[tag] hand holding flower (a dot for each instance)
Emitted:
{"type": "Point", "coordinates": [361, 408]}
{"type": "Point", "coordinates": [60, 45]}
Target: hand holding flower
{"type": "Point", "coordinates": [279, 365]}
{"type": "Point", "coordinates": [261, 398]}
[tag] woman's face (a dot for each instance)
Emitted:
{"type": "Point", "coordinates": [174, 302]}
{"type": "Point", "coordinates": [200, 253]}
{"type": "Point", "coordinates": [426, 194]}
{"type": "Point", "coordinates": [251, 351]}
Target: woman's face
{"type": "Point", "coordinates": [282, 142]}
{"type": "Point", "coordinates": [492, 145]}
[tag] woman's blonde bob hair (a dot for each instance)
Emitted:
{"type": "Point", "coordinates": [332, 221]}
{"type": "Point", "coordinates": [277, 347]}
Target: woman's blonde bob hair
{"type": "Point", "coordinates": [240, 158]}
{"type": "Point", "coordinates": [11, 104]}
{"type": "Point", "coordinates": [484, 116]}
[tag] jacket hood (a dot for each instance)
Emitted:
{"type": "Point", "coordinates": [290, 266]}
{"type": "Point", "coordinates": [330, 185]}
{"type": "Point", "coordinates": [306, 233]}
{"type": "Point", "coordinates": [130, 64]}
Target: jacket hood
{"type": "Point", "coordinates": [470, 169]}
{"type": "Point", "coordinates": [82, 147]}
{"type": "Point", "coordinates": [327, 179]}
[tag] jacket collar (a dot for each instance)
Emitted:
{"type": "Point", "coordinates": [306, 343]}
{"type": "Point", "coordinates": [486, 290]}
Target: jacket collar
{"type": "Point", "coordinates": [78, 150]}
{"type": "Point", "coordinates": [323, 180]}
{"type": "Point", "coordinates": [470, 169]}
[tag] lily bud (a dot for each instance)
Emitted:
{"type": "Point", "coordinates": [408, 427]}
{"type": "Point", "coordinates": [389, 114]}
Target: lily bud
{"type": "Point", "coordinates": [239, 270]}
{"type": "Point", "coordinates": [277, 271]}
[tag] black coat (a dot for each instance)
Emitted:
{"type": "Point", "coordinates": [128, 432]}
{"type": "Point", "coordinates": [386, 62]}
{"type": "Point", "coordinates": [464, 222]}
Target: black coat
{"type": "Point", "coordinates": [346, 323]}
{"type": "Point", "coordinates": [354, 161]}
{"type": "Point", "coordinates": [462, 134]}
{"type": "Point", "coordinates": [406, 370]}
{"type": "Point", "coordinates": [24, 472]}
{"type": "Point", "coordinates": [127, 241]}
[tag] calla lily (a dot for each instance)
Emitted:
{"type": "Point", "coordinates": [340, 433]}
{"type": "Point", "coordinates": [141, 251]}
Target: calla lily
- - -
Description of the task: Set the entries down again, unchanged and complete.

Response:
[tag] hand holding flower (a dot for each instance)
Emitted:
{"type": "Point", "coordinates": [361, 408]}
{"type": "Point", "coordinates": [60, 45]}
Target: hand holding flower
{"type": "Point", "coordinates": [279, 365]}
{"type": "Point", "coordinates": [261, 398]}
[tag] woman's face (a dot for each instance)
Emitted:
{"type": "Point", "coordinates": [174, 302]}
{"type": "Point", "coordinates": [200, 253]}
{"type": "Point", "coordinates": [426, 194]}
{"type": "Point", "coordinates": [251, 351]}
Target: woman's face
{"type": "Point", "coordinates": [282, 142]}
{"type": "Point", "coordinates": [492, 145]}
[tag] woman's blonde bob hair (a dot for each instance)
Emitted:
{"type": "Point", "coordinates": [332, 221]}
{"type": "Point", "coordinates": [277, 347]}
Target: woman's blonde bob hair
{"type": "Point", "coordinates": [240, 158]}
{"type": "Point", "coordinates": [11, 104]}
{"type": "Point", "coordinates": [484, 116]}
[tag] jacket hood (a dot for each instance)
Emitted:
{"type": "Point", "coordinates": [290, 266]}
{"type": "Point", "coordinates": [330, 185]}
{"type": "Point", "coordinates": [306, 233]}
{"type": "Point", "coordinates": [130, 64]}
Target: jacket hood
{"type": "Point", "coordinates": [470, 169]}
{"type": "Point", "coordinates": [82, 147]}
{"type": "Point", "coordinates": [327, 179]}
[tag] jacket collar (a dot for each instance)
Emitted:
{"type": "Point", "coordinates": [306, 343]}
{"type": "Point", "coordinates": [486, 290]}
Target: jacket collar
{"type": "Point", "coordinates": [78, 150]}
{"type": "Point", "coordinates": [323, 180]}
{"type": "Point", "coordinates": [470, 169]}
[tag] lily bud (a dot for each instance)
Emitted:
{"type": "Point", "coordinates": [408, 427]}
{"type": "Point", "coordinates": [389, 114]}
Target: lily bud
{"type": "Point", "coordinates": [239, 270]}
{"type": "Point", "coordinates": [277, 271]}
[tag] black coat (a dot for each instance)
Emitted:
{"type": "Point", "coordinates": [128, 432]}
{"type": "Point", "coordinates": [386, 62]}
{"type": "Point", "coordinates": [464, 222]}
Target: black coat
{"type": "Point", "coordinates": [346, 323]}
{"type": "Point", "coordinates": [354, 161]}
{"type": "Point", "coordinates": [462, 134]}
{"type": "Point", "coordinates": [406, 370]}
{"type": "Point", "coordinates": [24, 472]}
{"type": "Point", "coordinates": [127, 241]}
[tag] calla lily (a dot for each instance)
Emitted:
{"type": "Point", "coordinates": [340, 433]}
{"type": "Point", "coordinates": [141, 251]}
Target: calla lily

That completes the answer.